Extract to read ::
:::::
Kinematics?

a particle is moving so that at any instant its velocity vector v is given by v=3ti-4j+(t^2)k. when t=0 it is at the point (1,0,1). find the position vector when t=2 find also the magnitude of acceleration when t=2.

Answer:
The x,y,z, components of the position vector are found by integrating each of the x,y,z components of the velocity vector. The constants of integration are determined by the position of the particle at t = 0.
:::::
Exercise data ::
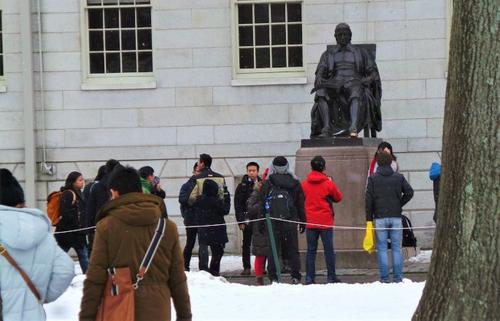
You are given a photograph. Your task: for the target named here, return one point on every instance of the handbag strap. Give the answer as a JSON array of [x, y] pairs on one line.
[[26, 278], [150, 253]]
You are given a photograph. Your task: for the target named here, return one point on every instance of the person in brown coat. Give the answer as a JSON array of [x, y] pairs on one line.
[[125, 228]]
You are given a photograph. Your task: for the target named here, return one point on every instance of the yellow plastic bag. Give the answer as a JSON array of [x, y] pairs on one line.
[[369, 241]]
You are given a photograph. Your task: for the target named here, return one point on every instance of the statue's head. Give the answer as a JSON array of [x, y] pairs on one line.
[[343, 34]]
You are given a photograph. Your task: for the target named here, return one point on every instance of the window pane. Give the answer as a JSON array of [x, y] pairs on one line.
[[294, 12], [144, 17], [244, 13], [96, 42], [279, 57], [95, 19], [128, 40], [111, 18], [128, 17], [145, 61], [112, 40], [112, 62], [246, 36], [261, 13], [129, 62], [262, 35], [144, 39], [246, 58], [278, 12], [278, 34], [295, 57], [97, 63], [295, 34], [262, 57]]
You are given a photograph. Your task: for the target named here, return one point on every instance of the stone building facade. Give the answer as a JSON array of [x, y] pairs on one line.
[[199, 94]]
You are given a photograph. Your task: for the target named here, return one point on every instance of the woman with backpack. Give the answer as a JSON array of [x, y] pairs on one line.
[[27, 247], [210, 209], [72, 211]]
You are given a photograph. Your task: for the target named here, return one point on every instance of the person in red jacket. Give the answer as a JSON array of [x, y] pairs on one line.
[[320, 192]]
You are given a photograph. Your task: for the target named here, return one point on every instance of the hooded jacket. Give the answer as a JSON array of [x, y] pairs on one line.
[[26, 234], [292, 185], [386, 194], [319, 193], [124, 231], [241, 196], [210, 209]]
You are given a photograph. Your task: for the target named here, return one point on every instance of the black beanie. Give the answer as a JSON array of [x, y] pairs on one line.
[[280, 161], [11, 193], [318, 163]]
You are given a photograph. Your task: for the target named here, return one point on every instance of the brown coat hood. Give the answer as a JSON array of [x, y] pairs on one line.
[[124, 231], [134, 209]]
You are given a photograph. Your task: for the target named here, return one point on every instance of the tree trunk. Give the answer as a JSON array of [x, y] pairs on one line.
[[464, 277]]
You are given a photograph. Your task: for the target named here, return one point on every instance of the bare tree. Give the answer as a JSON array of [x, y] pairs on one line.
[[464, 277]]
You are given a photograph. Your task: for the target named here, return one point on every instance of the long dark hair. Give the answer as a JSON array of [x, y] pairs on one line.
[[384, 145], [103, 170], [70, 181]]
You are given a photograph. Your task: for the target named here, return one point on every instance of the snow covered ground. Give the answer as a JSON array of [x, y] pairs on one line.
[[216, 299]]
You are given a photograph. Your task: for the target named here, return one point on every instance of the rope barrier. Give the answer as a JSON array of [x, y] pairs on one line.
:::::
Problem set ::
(1) Write out the entire kinematics thread word for word.
(2) In the rows, from the first line up to and including the line with "[[27, 247], [210, 209], [72, 211]]", substitute "photo" for every "photograph" and change nothing else. Give only those lines, leaving out the pictures.

Final answers ::
(1)
Kinematics?

a particle is moving so that at any instant its velocity vector v is given by v=3ti-4j+(t^2)k. when t=0 it is at the point (1,0,1). find the position vector when t=2 find also the magnitude of acceleration when t=2.

Answer:
The x,y,z, components of the position vector are found by integrating each of the x,y,z components of the velocity vector. The constants of integration are determined by the position of the particle at t = 0.

(2)
You are given a photo. Your task: for the target named here, return one point on every instance of the handbag strap. Give the answer as a JSON array of [x, y] pairs on one line.
[[26, 278], [150, 253]]
You are given a photo. Your task: for the target named here, return one point on every instance of the person in brown coat. Give the answer as a JSON array of [x, y] pairs on one line.
[[125, 228]]
You are given a photo. Your task: for the target named here, return one point on every instance of the yellow plastic bag. Give the answer as a JSON array of [x, y] pairs on one line.
[[369, 241]]
You are given a photo. Your task: for the target named here, return one point on every instance of the statue's head. Give the answer as a JSON array of [x, y] pairs on one line.
[[343, 34]]
You are given a photo. Your task: for the target named here, return one point on every instance of the window pane. Give the answer as a JSON array of [x, y] pairs on one line.
[[294, 12], [144, 17], [244, 13], [96, 42], [279, 57], [95, 19], [128, 40], [111, 18], [128, 17], [145, 61], [112, 40], [112, 62], [246, 36], [261, 13], [129, 62], [262, 35], [144, 39], [246, 58], [278, 12], [278, 34], [295, 57], [97, 63], [295, 34], [262, 57]]
You are given a photo. Your task: for the target named here, return one point on every instance of the stone building facade. Give the answer as a JSON array of [x, y] pairs on one line.
[[199, 94]]
You are given a photo. Your task: for the target named here, return one point on every instance of the woman with backpack. Give the answer as a JSON array of [x, y] pairs on one line.
[[27, 247], [210, 209], [72, 211]]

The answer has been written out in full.